### Work request
Write out the entries verbatim and leave the images out of the copy.

[Records drawn from a dataset]

::::::::::

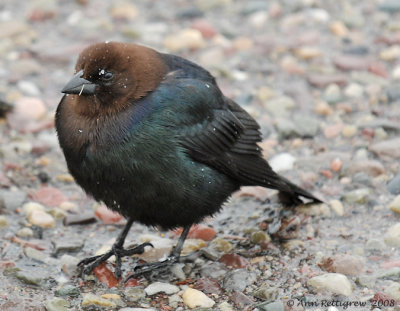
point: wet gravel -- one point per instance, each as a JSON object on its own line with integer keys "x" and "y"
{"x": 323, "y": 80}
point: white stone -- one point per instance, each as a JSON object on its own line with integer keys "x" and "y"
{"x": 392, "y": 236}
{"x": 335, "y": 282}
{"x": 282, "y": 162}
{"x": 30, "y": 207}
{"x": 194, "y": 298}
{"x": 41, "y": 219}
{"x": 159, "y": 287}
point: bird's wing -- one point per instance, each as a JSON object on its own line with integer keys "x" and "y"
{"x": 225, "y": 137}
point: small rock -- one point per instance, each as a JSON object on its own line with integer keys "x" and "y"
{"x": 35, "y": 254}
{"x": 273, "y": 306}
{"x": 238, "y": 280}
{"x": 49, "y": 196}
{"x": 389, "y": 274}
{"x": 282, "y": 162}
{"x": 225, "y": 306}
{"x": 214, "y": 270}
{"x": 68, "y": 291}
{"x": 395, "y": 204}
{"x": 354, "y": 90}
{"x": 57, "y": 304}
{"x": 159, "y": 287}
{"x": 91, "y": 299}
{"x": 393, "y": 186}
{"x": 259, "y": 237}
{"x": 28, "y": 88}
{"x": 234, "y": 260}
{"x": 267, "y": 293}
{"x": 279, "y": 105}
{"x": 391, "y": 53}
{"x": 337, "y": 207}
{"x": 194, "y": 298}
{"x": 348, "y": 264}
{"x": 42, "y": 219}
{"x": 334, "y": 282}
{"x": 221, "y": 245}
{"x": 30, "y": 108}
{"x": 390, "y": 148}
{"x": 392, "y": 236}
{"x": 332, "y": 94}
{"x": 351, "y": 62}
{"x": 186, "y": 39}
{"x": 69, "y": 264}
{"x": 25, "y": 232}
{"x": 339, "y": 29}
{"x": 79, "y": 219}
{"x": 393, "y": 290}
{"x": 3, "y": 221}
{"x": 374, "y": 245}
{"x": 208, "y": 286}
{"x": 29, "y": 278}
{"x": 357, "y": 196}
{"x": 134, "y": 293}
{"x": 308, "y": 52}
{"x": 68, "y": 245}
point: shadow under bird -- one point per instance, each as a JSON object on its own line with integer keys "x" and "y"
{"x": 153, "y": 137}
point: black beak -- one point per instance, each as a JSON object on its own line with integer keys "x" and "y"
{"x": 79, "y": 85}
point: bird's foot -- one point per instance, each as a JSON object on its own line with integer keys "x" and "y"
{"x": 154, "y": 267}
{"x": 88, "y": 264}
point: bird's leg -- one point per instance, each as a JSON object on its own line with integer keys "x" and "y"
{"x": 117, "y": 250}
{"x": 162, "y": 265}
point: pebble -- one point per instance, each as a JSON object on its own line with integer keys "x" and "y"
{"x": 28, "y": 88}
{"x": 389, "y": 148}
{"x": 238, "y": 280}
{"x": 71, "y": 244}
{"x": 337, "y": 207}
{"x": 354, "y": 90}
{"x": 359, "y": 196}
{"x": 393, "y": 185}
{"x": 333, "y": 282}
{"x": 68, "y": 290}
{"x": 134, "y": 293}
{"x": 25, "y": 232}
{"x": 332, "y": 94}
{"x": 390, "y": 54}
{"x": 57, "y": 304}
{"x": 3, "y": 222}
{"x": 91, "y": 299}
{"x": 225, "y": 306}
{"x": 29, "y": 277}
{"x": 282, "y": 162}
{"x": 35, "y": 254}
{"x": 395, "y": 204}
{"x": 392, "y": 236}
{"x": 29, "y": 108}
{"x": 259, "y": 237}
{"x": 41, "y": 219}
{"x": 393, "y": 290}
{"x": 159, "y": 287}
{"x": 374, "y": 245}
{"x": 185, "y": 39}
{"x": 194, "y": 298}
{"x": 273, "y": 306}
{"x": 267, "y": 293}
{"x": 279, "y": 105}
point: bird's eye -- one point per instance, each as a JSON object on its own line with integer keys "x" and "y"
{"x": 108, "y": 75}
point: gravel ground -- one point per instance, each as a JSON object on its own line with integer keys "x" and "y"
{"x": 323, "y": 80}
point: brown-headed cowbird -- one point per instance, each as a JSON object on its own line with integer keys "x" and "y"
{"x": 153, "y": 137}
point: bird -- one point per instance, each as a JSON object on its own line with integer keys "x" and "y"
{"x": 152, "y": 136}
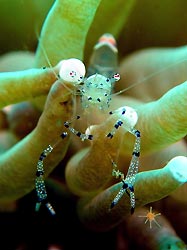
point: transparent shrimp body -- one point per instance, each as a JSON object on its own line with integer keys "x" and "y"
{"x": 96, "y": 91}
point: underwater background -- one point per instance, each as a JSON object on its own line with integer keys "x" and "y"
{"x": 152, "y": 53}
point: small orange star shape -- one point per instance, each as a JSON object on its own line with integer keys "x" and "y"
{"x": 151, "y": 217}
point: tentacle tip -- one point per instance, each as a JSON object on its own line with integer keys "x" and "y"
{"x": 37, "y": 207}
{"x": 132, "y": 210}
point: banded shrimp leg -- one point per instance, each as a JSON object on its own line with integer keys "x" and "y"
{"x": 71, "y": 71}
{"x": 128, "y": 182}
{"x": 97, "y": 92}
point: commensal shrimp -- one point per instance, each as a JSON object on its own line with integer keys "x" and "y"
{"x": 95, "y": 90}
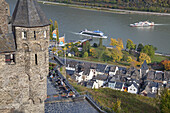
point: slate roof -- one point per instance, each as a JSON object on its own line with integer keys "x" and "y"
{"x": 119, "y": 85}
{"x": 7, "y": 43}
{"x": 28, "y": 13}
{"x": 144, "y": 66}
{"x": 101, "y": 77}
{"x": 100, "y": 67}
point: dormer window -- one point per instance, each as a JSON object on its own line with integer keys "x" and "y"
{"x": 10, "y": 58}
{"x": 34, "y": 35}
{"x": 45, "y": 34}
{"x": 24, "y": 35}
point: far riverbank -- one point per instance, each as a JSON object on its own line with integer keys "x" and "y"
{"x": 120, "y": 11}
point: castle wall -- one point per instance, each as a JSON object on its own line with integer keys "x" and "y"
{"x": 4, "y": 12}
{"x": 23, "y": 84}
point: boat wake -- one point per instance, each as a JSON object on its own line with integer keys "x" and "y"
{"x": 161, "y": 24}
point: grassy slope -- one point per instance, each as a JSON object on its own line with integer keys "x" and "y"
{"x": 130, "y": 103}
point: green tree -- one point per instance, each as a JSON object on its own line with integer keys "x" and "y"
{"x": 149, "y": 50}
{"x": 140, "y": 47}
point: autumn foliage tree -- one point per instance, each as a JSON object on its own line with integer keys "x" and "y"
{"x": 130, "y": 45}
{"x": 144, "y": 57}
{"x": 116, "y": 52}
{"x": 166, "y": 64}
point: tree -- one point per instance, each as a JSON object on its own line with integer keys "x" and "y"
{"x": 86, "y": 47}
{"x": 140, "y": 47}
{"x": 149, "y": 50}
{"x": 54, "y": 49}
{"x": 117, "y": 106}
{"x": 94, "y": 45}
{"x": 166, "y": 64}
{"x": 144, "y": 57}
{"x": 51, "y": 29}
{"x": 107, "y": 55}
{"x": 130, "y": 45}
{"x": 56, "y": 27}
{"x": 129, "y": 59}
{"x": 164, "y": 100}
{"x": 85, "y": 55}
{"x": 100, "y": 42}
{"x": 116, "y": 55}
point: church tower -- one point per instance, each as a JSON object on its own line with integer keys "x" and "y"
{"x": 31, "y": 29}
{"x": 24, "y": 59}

::::::::::

### Written solution
point: wet gravel -- one point per instance, each as a JSON object on its own line with integer keys "x" and "y"
{"x": 323, "y": 80}
point: white stone -- one point per instance, each as a JSON object on its own line with integer keys "x" and "y"
{"x": 392, "y": 236}
{"x": 335, "y": 282}
{"x": 282, "y": 162}
{"x": 30, "y": 207}
{"x": 194, "y": 298}
{"x": 41, "y": 219}
{"x": 159, "y": 287}
point: bird's wing -- one point per instance, each as a JSON object on its own line with integer keys "x" and "y"
{"x": 225, "y": 137}
point: small rock -- one point per instance, each as a JSON object on its own line with integer keys "x" and "y"
{"x": 35, "y": 254}
{"x": 273, "y": 306}
{"x": 238, "y": 280}
{"x": 49, "y": 196}
{"x": 389, "y": 274}
{"x": 282, "y": 162}
{"x": 225, "y": 306}
{"x": 214, "y": 270}
{"x": 68, "y": 291}
{"x": 395, "y": 204}
{"x": 354, "y": 90}
{"x": 57, "y": 304}
{"x": 159, "y": 287}
{"x": 91, "y": 299}
{"x": 393, "y": 186}
{"x": 259, "y": 237}
{"x": 28, "y": 88}
{"x": 234, "y": 260}
{"x": 267, "y": 293}
{"x": 279, "y": 105}
{"x": 391, "y": 53}
{"x": 337, "y": 207}
{"x": 194, "y": 298}
{"x": 348, "y": 264}
{"x": 42, "y": 219}
{"x": 334, "y": 282}
{"x": 221, "y": 245}
{"x": 30, "y": 108}
{"x": 390, "y": 148}
{"x": 392, "y": 236}
{"x": 332, "y": 94}
{"x": 351, "y": 62}
{"x": 186, "y": 39}
{"x": 69, "y": 264}
{"x": 25, "y": 232}
{"x": 339, "y": 29}
{"x": 79, "y": 219}
{"x": 393, "y": 290}
{"x": 3, "y": 221}
{"x": 374, "y": 245}
{"x": 208, "y": 286}
{"x": 29, "y": 278}
{"x": 357, "y": 196}
{"x": 134, "y": 293}
{"x": 308, "y": 52}
{"x": 68, "y": 245}
point: shadow under bird -- one point per instance, each as a JSON object on its own line with integer keys "x" and "y"
{"x": 153, "y": 137}
point: black beak -- one point per instance, each as a JSON object on its own line with integer keys "x" and "y"
{"x": 79, "y": 85}
point: bird's foot -- one point per instance, each as a JSON object on its own line with integer keys "x" and "y"
{"x": 154, "y": 267}
{"x": 88, "y": 264}
point: bird's leg -- one point per instance, each as a JSON object on its own line with integer keys "x" and "y"
{"x": 117, "y": 250}
{"x": 162, "y": 265}
point: pebble -- one point per instance, each as a JSON object on its own line with integer keys "x" and "y"
{"x": 28, "y": 88}
{"x": 389, "y": 148}
{"x": 238, "y": 280}
{"x": 71, "y": 244}
{"x": 337, "y": 207}
{"x": 354, "y": 90}
{"x": 359, "y": 196}
{"x": 393, "y": 185}
{"x": 333, "y": 282}
{"x": 68, "y": 290}
{"x": 134, "y": 293}
{"x": 25, "y": 232}
{"x": 332, "y": 94}
{"x": 390, "y": 54}
{"x": 57, "y": 304}
{"x": 3, "y": 222}
{"x": 91, "y": 299}
{"x": 225, "y": 306}
{"x": 29, "y": 277}
{"x": 282, "y": 162}
{"x": 35, "y": 254}
{"x": 395, "y": 204}
{"x": 392, "y": 236}
{"x": 29, "y": 108}
{"x": 259, "y": 237}
{"x": 41, "y": 219}
{"x": 393, "y": 290}
{"x": 159, "y": 287}
{"x": 374, "y": 245}
{"x": 185, "y": 39}
{"x": 194, "y": 298}
{"x": 273, "y": 306}
{"x": 267, "y": 293}
{"x": 279, "y": 105}
point: bird's eye -- one point per instance, each as a JSON object on its own line with integer keys "x" and "y"
{"x": 108, "y": 75}
point: gravel ground -- one point per instance, each as a JSON object on its own line with integer keys "x" and "y"
{"x": 323, "y": 80}
point: brown-headed cowbird -- one point per instance, each as a JSON object on its own line with integer keys "x" and "y"
{"x": 153, "y": 137}
point: bird -- one point per instance, each as a JSON object on its own line with integer keys "x" and "y"
{"x": 152, "y": 136}
point: transparent shrimp body -- one point per instance, each as a JSON object on its own line with integer keys "x" and "y"
{"x": 96, "y": 91}
point: underwater background -- one point per instance, each as a JSON object on its own line with integer keys "x" and "y"
{"x": 152, "y": 53}
point: small orange star shape -- one point per instance, each as a JSON object on its own line with integer keys "x" and "y"
{"x": 151, "y": 217}
point: tentacle tip -- one point per instance, each as a JSON object on its own line with integer keys "x" and "y"
{"x": 37, "y": 207}
{"x": 132, "y": 210}
point: banded shrimp leg -- one point per instance, each as a JSON object on its own line with integer keys "x" and "y"
{"x": 71, "y": 71}
{"x": 128, "y": 182}
{"x": 97, "y": 92}
point: commensal shrimp -- one point per instance, each as a JSON object on its own line with integer keys "x" and "y"
{"x": 95, "y": 90}
point: slate roof -- one point per instance, each as a JSON object on its own line with integer keys "x" and "y"
{"x": 119, "y": 85}
{"x": 7, "y": 43}
{"x": 28, "y": 13}
{"x": 144, "y": 66}
{"x": 101, "y": 77}
{"x": 100, "y": 67}
point: dormer window -- one point per instance, each as a JSON object on its own line with integer keys "x" and "y"
{"x": 10, "y": 58}
{"x": 34, "y": 35}
{"x": 45, "y": 34}
{"x": 24, "y": 35}
point: far riverbank -- one point per instance, each as a JSON object on its own line with integer keys "x" and "y"
{"x": 120, "y": 11}
point: castle wall -- one point per instance, each as a JSON object on its own line with integer keys "x" and "y"
{"x": 4, "y": 12}
{"x": 23, "y": 84}
point: boat wake -- one point per instance, each as a JSON object on its own line with integer keys "x" and "y"
{"x": 161, "y": 24}
point: grassy slope -- one point per instance, each as a JSON object on its own line with integer keys "x" and "y"
{"x": 130, "y": 103}
point: green tree -- one point per instance, each as a JSON object on its own line with integer keys "x" and "y"
{"x": 149, "y": 50}
{"x": 140, "y": 47}
point: autumn foliage tree -- one point per instance, each as a JSON object on its own line with integer keys "x" and "y"
{"x": 130, "y": 45}
{"x": 144, "y": 57}
{"x": 116, "y": 52}
{"x": 166, "y": 64}
point: tree -- one point per instance, each as a JSON object on its own line with integer keys "x" and "y"
{"x": 86, "y": 47}
{"x": 140, "y": 47}
{"x": 149, "y": 50}
{"x": 54, "y": 49}
{"x": 117, "y": 106}
{"x": 94, "y": 45}
{"x": 166, "y": 64}
{"x": 144, "y": 57}
{"x": 51, "y": 29}
{"x": 107, "y": 55}
{"x": 130, "y": 45}
{"x": 56, "y": 27}
{"x": 129, "y": 59}
{"x": 164, "y": 100}
{"x": 85, "y": 55}
{"x": 100, "y": 42}
{"x": 116, "y": 55}
point: church tower -- one point per instance, each as a JSON object on its own line with integer keys "x" and "y"
{"x": 31, "y": 29}
{"x": 24, "y": 59}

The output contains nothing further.